··· Passage given

CPU
BUSES:
A
computer system encompasses much more than the CPU;it also includes memory and
I/O devices. The bus is the mechanism by which the CPU communicates with memory
and devices. A bus is, at a minimum, a collection of wires, but the bus also
defines a protocol by which the CPU, memory, and devices communicate. One of
the major roles of the bus is to provide an interface to memory. (Of course,
I/O devices also connect to the bus.)
1. Bus
Protocols:
The basic
building block of most bus protocols is the four-cycle handshake,
illustrated in Figure 2.1. The handshake ensures that when two devices want to
communicate, one is ready to transmit and the other is ready to receive.
The
handshake uses a pair of wires dedicated to the handshake: enq (meaning enquiry) and
ack
(meaning acknowledge). Extra wires are used for the data transmitted during the
handshake. The four cycles are described below.
Device 1 raises
its output to signal an enquiry, which tells
device 2 that it should get ready to listen for data.
When device 2
is ready to receive, it raises its output to signal an acknowledgment. At this
point, devices 1 and 2 can transmit or receive.
Once the data transfer is complete, device 2 lowers its output, signaling
that it has received the data.
After seeing that ack has been released, device
1 lowers its output.
At the
end of the handshake, both handshaking signals are low, just as they were at
the start of the handshake. The system has thus returned to its original state
in readiness for another handshake-enabled data transfer.
Microprocessor
buses build on the handshake for communication between the CPU and other system
components. The term bus is used in
two ways.

······
··· Source data

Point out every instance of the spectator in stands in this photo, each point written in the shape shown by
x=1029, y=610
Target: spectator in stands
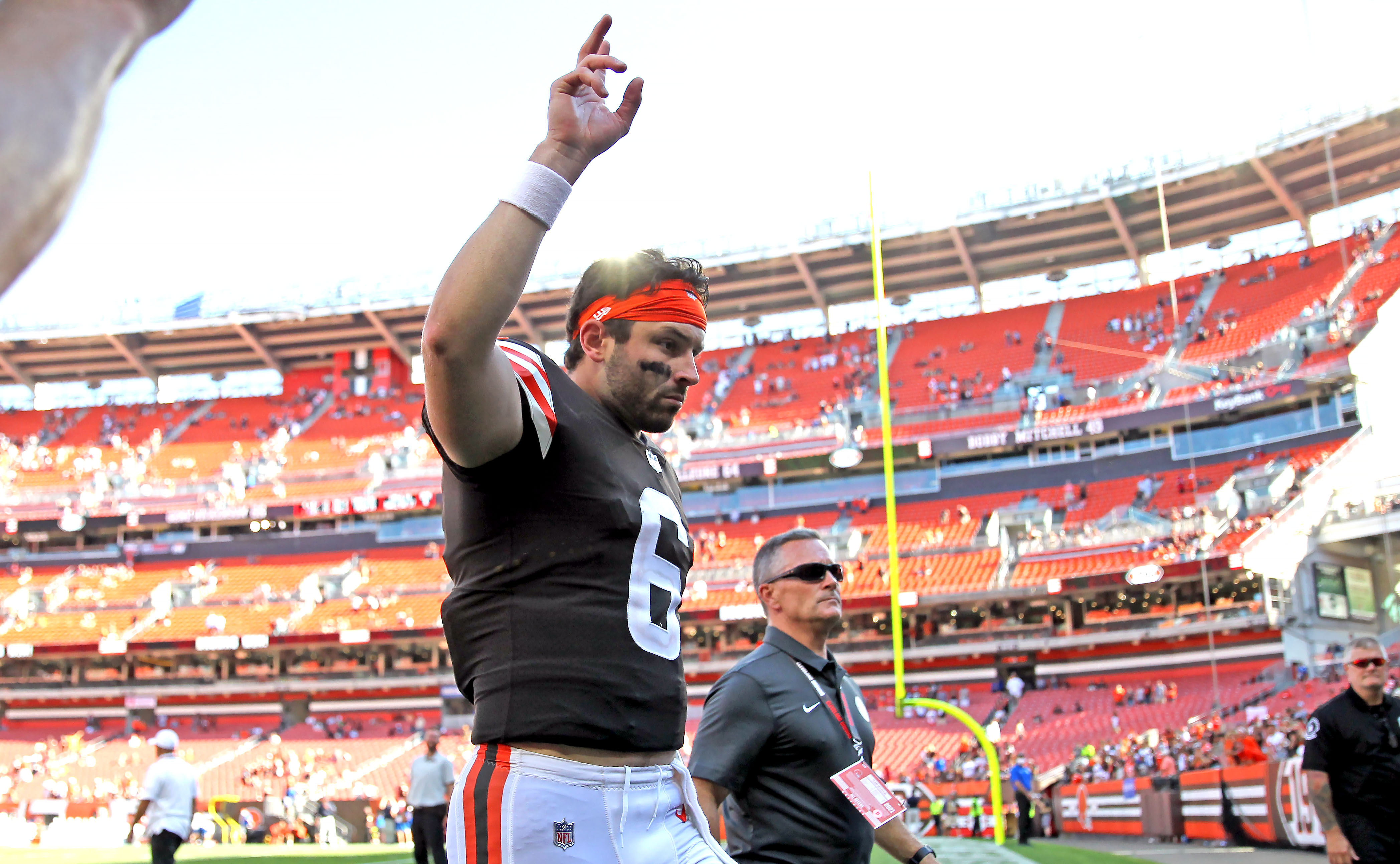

······

▶ **The tasks**
A: From the passage on CPU buses, pull out everything from "Device 1 raises" down to "lowers its output.", copied word for word.
B: According to the passage on CPU buses, why is the system ready for another data transfer once the four-cycle handshake ends? Answer in one to three sentences.

▶ **Responses to the tasks**
A:
Device 1 raises
its output to signal an enquiry, which tells
device 2 that it should get ready to listen for data.
When device 2
is ready to receive, it raises its output to signal an acknowledgment. At this
point, devices 1 and 2 can transmit or receive.
Once the data transfer is complete, device 2 lowers its output, signaling
that it has received the data.
After seeing that ack has been released, device
1 lowers its output.

B: At the end of the handshake, both handshaking signals (enq and ack) are low, as they were when the handshake began. The system is therefore back in its original state, ready for another handshake-enabled data transfer.